PASSAGE SHOWN |
Point taken. I often forget that.

DJP said...

Yep. Point we all need to take.

When anyone says, "Has to be Law first," I say, "Oh, right. Like with the woman at the well."

And then when anyone says, "Has to be grace first," I say, "Oh, right. Like with the rich young ruler."

donsands said...

It's a human-centered pragmatic church. Sounds like Rick Warrenish perhaps.

David Kyle said...

I believe we should allow Holy Scripture to dictate our approach...

But he giveth more grace. Wherefore he saith, God resisteth the proud, but giveth grace unto the humble. ~James 4:6

Perhaps Law to the proud and Grace to the humble would be a first step.

Theophilus said...

It reminds me of a group of well-meaning but misled Christians that tried to win others to Christ. They (unknowingly) were salesmen who wanted to make Christianity palatable. They pitched 'the gospel' in terms of temporal benefits (one might say side-effects) of regeneration: marriages restored, prayer for healing, restoration from 'broken-ness' of various sorts and fashions.

These same people, if confronted with a seemingly well-adjusted and happy sinner would be flummoxed to explain why HE might possibly NEED GOD. (They would doubtless pitch Heaven's benefits, rather than say he's dead in his trespasses and in need of a Saviour.)

It could be such a group of temporal-focussed believers with a low view of the Gospel's true force and merit.

Then again it could just as easily be a liberal denomination, or Mormons, or J.W.'s etc.

Whatever the case, they believe that Christ is to be gained for the benefits, not principally for the fellowship with almighty God.

Strong Tower said...

I am going to be real baaaaad.

This is somewhat of the typical appraoach of Southern Baptist Churches that I am familiar with. We are talking again about bait and switch and pragmatic approaches to the Gospel tend to take the lead among SBC.

Then again, I would have to agree that this has become the default method among the mainstream evangelicalism, what ever main may mean.

Jugulum said...

"This is the philosophy of, "They like Jesus but not the church, so let's be a people that they like first, then they'll like Jesus." (Disclaimer: No shot or allusion to Dan Kimball intended.)"

You know, Kimball has forever destroyed our ability to talk about people liking Jesus or people not liking the church without apparently implying something about his book.


So here's a question:

Granted: That the blurb chops out sin & judgment & salvation from the Gospel, changing the focus from Christ to "felt needs". Blech.

Granted: That not every gospel presentation need be the same length, cover the same things, in the same order, etc.

Is there any merit to suggesting that our gospel presentations could do with more emphasis on the restoration aspects of the gospel? It's not as though we can just assign those aspects to "the consequences of salvation". The fruits are part of the gospel, in some senses. The present- and future-tense parts of salvation.

Daryl said...

Just a thought...

Maybe I'm splitting hairs here but it seems to put forward the idea of faith as the thing that does the thing, rather than Christ being the one that does the thing.

Kind of like encouraging people to drum up some faith as compared to trusting in Jesus.

J♥Yce Burrows said...

PROBLEM 1 |
In the comment thread on presenting the gospel, list every commenter name that appears before "said...", in order.
PROBLEM 2 |
Proceed with the comment thread on presenting the gospel from the point where it stops.

DATA EXTRACTS |

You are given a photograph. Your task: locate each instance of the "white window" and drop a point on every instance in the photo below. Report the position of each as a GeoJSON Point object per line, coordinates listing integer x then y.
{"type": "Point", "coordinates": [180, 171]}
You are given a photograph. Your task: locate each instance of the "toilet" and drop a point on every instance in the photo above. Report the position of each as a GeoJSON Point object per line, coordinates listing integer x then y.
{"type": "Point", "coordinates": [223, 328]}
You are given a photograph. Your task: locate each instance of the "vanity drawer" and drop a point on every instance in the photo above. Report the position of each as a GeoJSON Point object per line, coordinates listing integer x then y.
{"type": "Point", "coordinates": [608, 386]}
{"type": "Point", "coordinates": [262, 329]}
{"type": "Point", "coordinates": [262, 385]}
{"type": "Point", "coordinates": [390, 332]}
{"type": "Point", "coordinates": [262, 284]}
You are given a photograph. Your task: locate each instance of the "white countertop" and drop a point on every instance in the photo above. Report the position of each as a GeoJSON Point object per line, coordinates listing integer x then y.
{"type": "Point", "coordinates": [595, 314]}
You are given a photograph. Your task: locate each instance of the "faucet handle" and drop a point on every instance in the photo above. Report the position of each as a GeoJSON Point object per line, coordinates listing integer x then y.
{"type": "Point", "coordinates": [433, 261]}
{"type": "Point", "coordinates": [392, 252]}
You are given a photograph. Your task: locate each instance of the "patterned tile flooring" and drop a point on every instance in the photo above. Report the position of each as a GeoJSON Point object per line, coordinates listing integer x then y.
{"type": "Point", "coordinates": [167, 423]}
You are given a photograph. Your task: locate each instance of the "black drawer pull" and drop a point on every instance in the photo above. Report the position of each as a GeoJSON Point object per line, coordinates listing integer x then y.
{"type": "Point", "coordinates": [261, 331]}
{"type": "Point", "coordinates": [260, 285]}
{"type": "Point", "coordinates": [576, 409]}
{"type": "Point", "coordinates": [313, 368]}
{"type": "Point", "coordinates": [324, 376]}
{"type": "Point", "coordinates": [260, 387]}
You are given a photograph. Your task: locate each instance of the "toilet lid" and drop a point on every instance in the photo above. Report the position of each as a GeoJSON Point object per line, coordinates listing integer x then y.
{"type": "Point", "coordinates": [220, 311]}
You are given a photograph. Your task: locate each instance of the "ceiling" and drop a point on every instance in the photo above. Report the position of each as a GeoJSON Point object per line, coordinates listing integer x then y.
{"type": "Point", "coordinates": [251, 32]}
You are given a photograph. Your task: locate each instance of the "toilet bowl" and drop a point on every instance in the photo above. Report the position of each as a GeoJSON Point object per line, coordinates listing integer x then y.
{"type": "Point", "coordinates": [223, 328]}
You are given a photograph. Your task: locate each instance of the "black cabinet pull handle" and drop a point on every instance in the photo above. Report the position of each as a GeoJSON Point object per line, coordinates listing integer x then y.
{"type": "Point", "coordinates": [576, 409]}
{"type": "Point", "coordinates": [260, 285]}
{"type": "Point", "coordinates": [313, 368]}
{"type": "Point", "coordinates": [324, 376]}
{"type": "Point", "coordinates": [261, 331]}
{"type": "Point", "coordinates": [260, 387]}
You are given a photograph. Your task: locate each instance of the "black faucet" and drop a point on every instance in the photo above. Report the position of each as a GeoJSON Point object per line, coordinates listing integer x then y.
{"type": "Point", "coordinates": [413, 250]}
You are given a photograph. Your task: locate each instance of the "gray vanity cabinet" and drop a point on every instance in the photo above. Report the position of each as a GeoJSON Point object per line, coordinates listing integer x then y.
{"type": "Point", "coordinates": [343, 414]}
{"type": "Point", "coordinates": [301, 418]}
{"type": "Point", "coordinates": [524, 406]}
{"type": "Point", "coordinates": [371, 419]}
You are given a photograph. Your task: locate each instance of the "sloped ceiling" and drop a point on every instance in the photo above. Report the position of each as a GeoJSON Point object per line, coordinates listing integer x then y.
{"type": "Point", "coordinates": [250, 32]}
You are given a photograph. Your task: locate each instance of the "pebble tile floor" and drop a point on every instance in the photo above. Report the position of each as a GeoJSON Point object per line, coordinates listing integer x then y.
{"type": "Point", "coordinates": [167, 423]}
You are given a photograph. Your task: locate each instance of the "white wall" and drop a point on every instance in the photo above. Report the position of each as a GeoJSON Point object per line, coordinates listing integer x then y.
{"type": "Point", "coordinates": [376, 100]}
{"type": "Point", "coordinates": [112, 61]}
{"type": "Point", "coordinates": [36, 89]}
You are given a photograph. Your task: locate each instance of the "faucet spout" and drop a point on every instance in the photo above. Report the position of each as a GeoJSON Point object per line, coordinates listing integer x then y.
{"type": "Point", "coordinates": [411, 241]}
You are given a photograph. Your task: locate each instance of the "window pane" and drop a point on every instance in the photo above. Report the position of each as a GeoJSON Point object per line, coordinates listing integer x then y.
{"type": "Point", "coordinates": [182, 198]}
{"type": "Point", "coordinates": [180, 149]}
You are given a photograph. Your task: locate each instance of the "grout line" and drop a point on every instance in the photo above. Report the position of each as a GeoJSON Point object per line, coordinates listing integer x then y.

YOUR RESPONSE 1 |
DJP, donsands, David Kyle, Theophilus, Strong Tower, Jugulum, Daryl, J♥Yce Burrows

YOUR RESPONSE 2 |
Synergistic approach to God in circumstances that warrant being rescued...in the temporal sense as a tickler to snagging folks on the eternal sense? Calling card from (?) specifically? Only faiths that have canvased(word?)in our neighborhood over and over and over again are Mormons and Jehovah Witnesses seeking those "not students of the Bible" to help good folks be introduced to "study" and "their publications". Your side of the country might be more progressive(?) with structured evangelism so am interested in the answer as it just might eventually spread this way. Like you commented, missing the mark on the foundation leads to a ripple effect unto further doctrinal chaos that unfolds in living chaos.

Joyce

J♥Yce Burrows said...

btw, similar wording has been read on an independent fundamental Baptist church(with a salvation of syngerism rather than monergism lean) sign: "The Word of God will change your life".

It's been here.

Nash Equilibrium said...

Gotta agree with Spatulaguy, this certainly doesn't square with Matthew 10:34. " Do not think that I came to bring peace on the earth; I did not come to bring peace, but a sword.I have not come to bring peace, but a sword"

(inanity alert): Is that why Dan is holding that sword in his avatar? :)

DJP said...

One of MANY reasons.

Kay said...

Oh, that's a sword. I thought Dan was struggling with an oversized dangly earring.

Daryl said...

O come now Libbie, that couldn't be an earring, Dan's a Christian...

Mike Riccardi said...

I'll be honest with you, when I first looked -- and I mean first like when I didn't know these guys from Adam -- I thought it was a bowling trophy. The shirt from this far away kinda looks like a team bowling shirt, no?

:o)

DJP said...

tsk

ErnestoPerdonado said...

I think it could be anything dan, but i will vote it's a Mormon tract.

So here's a question:

Granted: That the blurb chops out sin & judgment & salvation from the Gospel, changing the focus from Christ to "felt needs". Blech.

Granted: That not every gospel presentation need be the same length, cover the same things, in the same order, etc.

Is there any merit to suggesting that our gospel presentations could do with more emphasis on the restoration aspects of the gospel? It's not as though we can just assign those aspects to "the consequences of salvation". The fruits are part of the gospel, in some senses. The present- and future-tense parts of salvation.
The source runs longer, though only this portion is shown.